Required work -
Would you give again, exactly, the lines running from the line with "x=394 y=607" to the end of the data below, both included?
··· Source data ···
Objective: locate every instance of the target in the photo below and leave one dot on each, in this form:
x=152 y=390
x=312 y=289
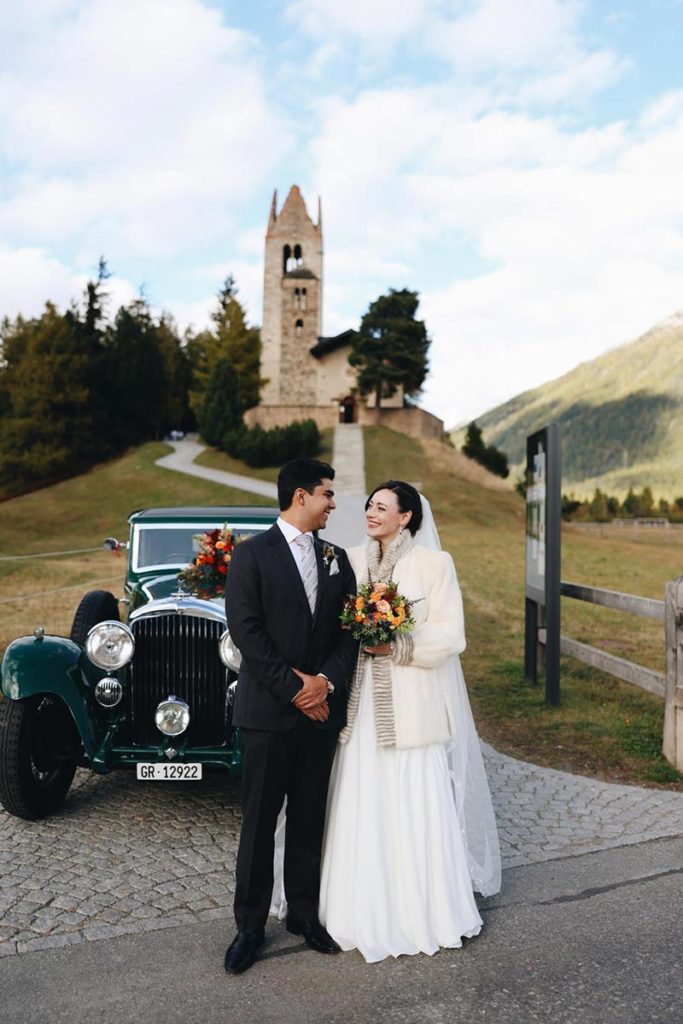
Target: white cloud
x=30 y=278
x=580 y=232
x=378 y=23
x=143 y=125
x=509 y=34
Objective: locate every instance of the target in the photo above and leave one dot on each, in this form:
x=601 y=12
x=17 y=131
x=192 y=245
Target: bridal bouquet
x=205 y=577
x=377 y=612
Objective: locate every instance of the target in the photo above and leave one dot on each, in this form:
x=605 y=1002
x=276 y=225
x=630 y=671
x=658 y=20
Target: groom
x=285 y=593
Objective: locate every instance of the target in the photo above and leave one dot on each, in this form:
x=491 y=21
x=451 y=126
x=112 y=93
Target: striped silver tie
x=308 y=567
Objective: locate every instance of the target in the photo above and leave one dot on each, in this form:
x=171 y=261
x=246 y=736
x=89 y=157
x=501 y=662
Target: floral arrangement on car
x=205 y=577
x=377 y=612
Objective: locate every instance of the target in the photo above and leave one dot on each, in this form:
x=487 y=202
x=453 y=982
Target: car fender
x=52 y=665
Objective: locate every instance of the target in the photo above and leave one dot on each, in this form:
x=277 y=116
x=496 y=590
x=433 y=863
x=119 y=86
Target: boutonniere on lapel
x=330 y=559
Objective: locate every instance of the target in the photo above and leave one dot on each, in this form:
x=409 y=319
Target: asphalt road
x=590 y=939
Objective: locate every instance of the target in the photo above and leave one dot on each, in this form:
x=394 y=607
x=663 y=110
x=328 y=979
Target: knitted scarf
x=380 y=567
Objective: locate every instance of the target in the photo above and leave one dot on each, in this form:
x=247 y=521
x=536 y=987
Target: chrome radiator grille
x=178 y=654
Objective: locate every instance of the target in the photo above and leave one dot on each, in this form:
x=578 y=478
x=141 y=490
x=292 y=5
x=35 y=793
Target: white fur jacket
x=417 y=709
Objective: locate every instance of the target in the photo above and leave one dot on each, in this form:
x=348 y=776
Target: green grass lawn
x=603 y=728
x=220 y=460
···
Completed exercise -
x=394 y=607
x=663 y=110
x=328 y=979
Target: knitted scarf
x=380 y=567
Objective: locate every instance of the target in the photo above and leave one dot on each, in this form:
x=247 y=521
x=536 y=987
Target: chrome radiator grille
x=178 y=654
Objective: locate every instance of the target in the photo above and leave one dot on each, in this form:
x=578 y=478
x=141 y=490
x=292 y=5
x=35 y=793
Target: white fur jacket
x=417 y=709
Objective: locate every instance of the target in the photo above and leave one dot on each, in this form:
x=348 y=776
Target: green grass lawn
x=603 y=728
x=220 y=460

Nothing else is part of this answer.